**Exercise requirements:**
In the Femme Conference post, what did the facilitator of the Prison Industrial Complex workshop say femmes are when gathered together in one place?

**Text shown:**
______
Two weeks ago, I went to the Femme Conference in Baltimore. I am used to being exhausted after conferences like this, tearfully processing on the ride home, exclaiming over some bullshit someone said in some workshop. I spent the month of August traveling, trying to finish projects with all of my belongings in storage, trying to keep my “Don’t shave! No Tweezing! NO LETTING YOUR MOM WAX YOUR WHOLE FACE” pact with my Beardalicious workshop co-facilitator while my mother (jokingly?) threatened to laser my face while I was sleeping. Femme Con, for me, did not feature creative and impeccable makeup (or any makeup). I did not have day-to-night costume changes (or any costume changes). As Jessie Dress and I have discussed: We are not lazy-femme because we are lazy. We are lazy-femme because we work hard. Because we are tired.
This post-Femme Con update could easily be about fashion. About leopard print and spandex and jean vests and artfully arranged brooches. About earrings so heavy you wonder if your ears might tear, about teased up and blown out hair, about boots and heels and showing skin. Instead it’s about feelings, and power, and finding family. In a workshop on the Prison Industrial Complex, the facilitator said something like: individually, we femmes may be curiosities, or freaks, but gathered together, all in one place, we are terrifying. This is what is sticking with me, holding me together, keeping my hairy chin held high, giving me that much extra backbone. The image of hundreds of femmes sneering and stomping and kissing and building and speaking brilliant and true words. The opportunity to finally meet and spend time with Jessie and Moxie and so many others.
______
Dataset rows showing where objects appear

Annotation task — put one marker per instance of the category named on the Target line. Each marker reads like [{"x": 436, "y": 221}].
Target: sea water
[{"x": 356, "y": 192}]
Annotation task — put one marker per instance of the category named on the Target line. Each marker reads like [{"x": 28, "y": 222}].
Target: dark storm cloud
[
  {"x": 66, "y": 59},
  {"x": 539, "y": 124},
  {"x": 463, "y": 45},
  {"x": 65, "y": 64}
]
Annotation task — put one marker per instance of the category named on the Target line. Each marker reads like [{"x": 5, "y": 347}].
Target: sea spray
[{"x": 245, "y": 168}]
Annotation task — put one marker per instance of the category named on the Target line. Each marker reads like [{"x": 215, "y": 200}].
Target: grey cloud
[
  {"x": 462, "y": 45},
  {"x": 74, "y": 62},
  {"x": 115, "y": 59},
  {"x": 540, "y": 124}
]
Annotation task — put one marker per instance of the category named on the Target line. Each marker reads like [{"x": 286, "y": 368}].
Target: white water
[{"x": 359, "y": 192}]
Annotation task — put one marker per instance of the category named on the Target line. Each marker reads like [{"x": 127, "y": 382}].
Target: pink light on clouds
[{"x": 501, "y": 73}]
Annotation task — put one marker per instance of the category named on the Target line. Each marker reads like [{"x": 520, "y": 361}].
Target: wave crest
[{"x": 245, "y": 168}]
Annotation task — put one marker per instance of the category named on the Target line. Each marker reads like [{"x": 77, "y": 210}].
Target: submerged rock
______
**Answer to this problem:**
Terrifying.